- **SUPPLIED TEXT**
________________

In a letter to shareholders the bank’s chairman Philip Chronican and chief executive Ross McEwan said NAB was drawing on its experience in dealing with the global financial crisis by taking early and decisive action.

The bank has also slashed its dividend by 64 per cent to preserve capital.

“Our result for the half-year ending March 31 has been materially impacted by the COVID-19 pandemic, with cash earnings (ex large notable items) declining 24.6 per cent relative to the first half of 2019,” the letter said.

“We entered this crisis in a robust position, with our capital significantly strengthened over recent years.

“Our regulators have provided guidance on dividends and capital to manage the overall stability of the financial system, and we have also had to make hard decisions on these matters with a long-term view.

“In light of the uncertain economic outlook due to the COVID-19 pandemic, we are taking proactive steps to build capital via an equity raising and a reduction in the interim dividend.

“These actions are intended to provide NAB with sufficient capacity to continue supporting our customers through the challenging times ahead, as well as increasing NAB’s capital level to assist to manage through a range of possible scenarios, including a prolonged and severe economic downturn.”

In its investor presentation, NAB said the duration and magnitude of impact from COVID-19 was “highly uncertain” and would depend on the timing and phasing of the recovery and the effectiveness of Government support.

It expects unemployment to rise sharply to 11.7 per cent by June and progressively reduce in 2021.

It said cutting the dividend was a “difficult decision which reflects a balance between returning capital to our shareholders and retaining a strong balance sheet in this environment”.

It forecast the Australian economy would not return to its pre-COVID 19 levels until 2022.

The offer is expected to increase the bank’s Common Equity Tier 1 Capital (CET1) ratio to 11.2 per cent from 10.39 per cent.

The institutional placement will be $14.15 compared with the closing price on Friday of $15.76.

About $12 billion has now been raised by ASX-listed companies to deal with the COVID-19 crisis. Charter Hall Retail REIT today announced would raise $275 million while Domain has increased its debt by $80 million.

________________

- **EXTRACTED MATERIAL**
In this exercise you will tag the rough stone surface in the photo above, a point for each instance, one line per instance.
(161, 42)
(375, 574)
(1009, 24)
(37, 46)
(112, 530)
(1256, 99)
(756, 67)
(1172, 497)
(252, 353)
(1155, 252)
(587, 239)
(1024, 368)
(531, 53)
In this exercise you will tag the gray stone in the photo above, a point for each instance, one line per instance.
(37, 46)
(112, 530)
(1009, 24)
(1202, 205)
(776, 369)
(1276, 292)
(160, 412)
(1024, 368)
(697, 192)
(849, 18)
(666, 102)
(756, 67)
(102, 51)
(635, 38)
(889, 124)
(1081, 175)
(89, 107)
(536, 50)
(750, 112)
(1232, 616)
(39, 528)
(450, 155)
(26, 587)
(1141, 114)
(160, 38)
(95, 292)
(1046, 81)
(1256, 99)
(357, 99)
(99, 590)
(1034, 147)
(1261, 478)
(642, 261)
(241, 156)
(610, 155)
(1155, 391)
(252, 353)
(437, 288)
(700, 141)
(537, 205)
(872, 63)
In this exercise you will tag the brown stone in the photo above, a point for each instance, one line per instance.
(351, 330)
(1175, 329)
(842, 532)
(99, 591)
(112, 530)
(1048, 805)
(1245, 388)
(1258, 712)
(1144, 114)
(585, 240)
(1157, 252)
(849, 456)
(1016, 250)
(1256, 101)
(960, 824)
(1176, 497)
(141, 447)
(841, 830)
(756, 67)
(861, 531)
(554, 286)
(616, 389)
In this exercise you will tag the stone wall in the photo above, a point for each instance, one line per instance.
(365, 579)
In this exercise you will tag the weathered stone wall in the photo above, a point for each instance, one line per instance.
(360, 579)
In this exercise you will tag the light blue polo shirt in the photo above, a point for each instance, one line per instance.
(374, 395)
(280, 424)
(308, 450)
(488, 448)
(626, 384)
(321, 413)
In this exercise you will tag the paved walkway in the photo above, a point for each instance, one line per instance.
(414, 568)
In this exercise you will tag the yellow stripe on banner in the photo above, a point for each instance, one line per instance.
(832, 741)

________________

- **PROBLEM TO SOLVE**
Decide whether each statement agrees with the text on NAB's half-year result. For each, answer yes or no and quote the words from the text that decide it.
1. NAB reduced its dividend by 64 per cent.
2. NAB expects unemployment to reach 11.7 per cent by December.
3. The offer is expected to lift NAB's CET1 ratio to 11.2 per cent.
The records have nothing to do with the text on NAB's half-year result.

- **SOLVED PROBLEM**
1. Yes: "The bank has also slashed its dividend by 64 per cent to preserve capital."
2. No: "It expects unemployment to rise sharply to 11.7 per cent by June and progressively reduce in 2021."
3. Yes: "The offer is expected to increase the bank’s Common Equity Tier 1 Capital (CET1) ratio to 11.2 per cent from 10.39 per cent."